Monday 21 May 2012

The World Youth Day Story



The World Youth Day Story

The village of Calla Creek is really more of a conglomeration of ranches located in the same general area than it is an actual village.  It is divided by the Mopan River, the two sides connected by a rustic wooden “hammock” bridge which dances a good deal as one traipses across it.  Our small school on the far side of the river serves about 75 students coming from 35 families.  Half of those are single parent homes.  On August 23, 2008 Deborah Xis and her 5 siblings were added to that group.
The Bridge to Calla Creek - the former thatched roof Church in the background
I had come to know Deborah Xis (pronounced “Sis”) through my visits to the school, particularly for school Masses.  She was a quiet girl but something made her stand out.  Perhaps her unique facial characteristics with her high cheek bones, perhaps her athleticism, perhaps merely the quiet humble nature by which she went about her business drew my attention to her.  She became one of only a handful of students whose name I knew.
┄┄┄┄┄┄┄┄┄┄┄┄┄┄┄┄┄┄┄┄
- _Request 1_
Put each line of the records below into a numbered list, skipping blank lines and leaving out the pictures.

- _Provided records_
┄┄┄┄┄┄┄┄┄┄┄┄┄┄┄┄┄┄┄┄
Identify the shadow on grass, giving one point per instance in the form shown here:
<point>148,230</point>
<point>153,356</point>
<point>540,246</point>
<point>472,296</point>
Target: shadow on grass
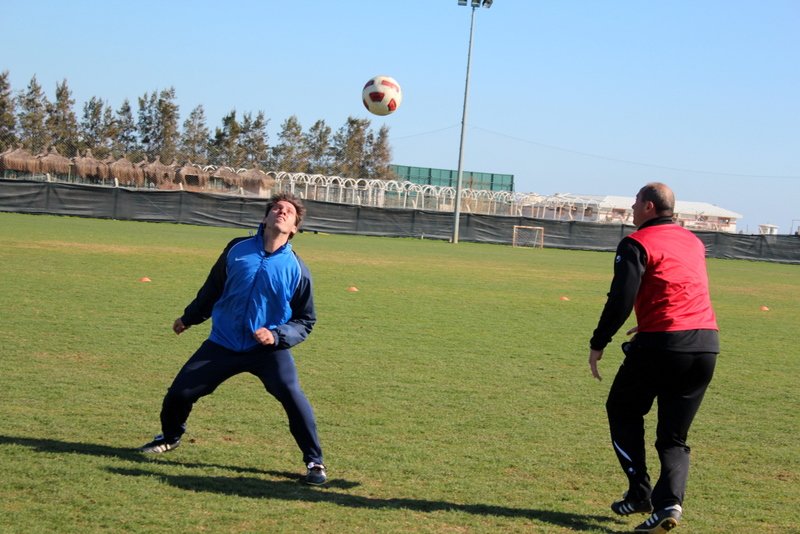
<point>131,455</point>
<point>288,489</point>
┄┄┄┄┄┄┄┄┄┄┄┄┄┄┄┄┄┄┄┄
- _Request 2_
Write what comes next in the Calla Creek story, picking up after its last sentence.

- _Response 1_
1. Identify the shadow on grass, giving one point per instance in the form shown here:
2. <point>148,230</point>
3. <point>153,356</point>
4. <point>540,246</point>
5. <point>472,296</point>
6. Target: shadow on grass
7. <point>131,455</point>
8. <point>288,489</point>

- _Response 2_
In June 2008, at the age of fifteen, Deborah did what relatively few young people from Calla Creek do: she graduated from primary school.  That was possibly my first real connection with her.  I recall at the simple graduation ceremony for the ten graduates that I was able to communicate somehow my pride in her and also my satisfaction and excitement with her plans to accept a parish scholarship to take her shot at high school.  The choice to attend high school does not seem the prudent one to a Calla Creek mind.  Deborah came from a ranch with no electricity and where chores abound; as a “farmhand” Deborah was far more useful to the family than as a student.  With the added sacrifices on top of it all – the daily 5:30a.m. tackling of a four-mile walk to the highway to catch the bus to school and the same repeated in reverse in the afternoon – high school was a hard sell in Calla Creek.  But God spoke something silently in Deborah; she saw the path and set out.

Graduation Day

Two months after that June graduation, Deborah’s father and oldest brother were shot and killed less than 2 miles from their home, held up by “banditos” presumably from the other side of the border.  Deborah’s younger brother Willie was also in the pickup truck as it was assaulted.  Willie ducked to avoid being shot; his older brother and role model took that bullet which took his life.  Willie ran for his and got away but not without the deep living scar of hearing his father’s last cries and the torturous burden of self-blame for his own brother’s death.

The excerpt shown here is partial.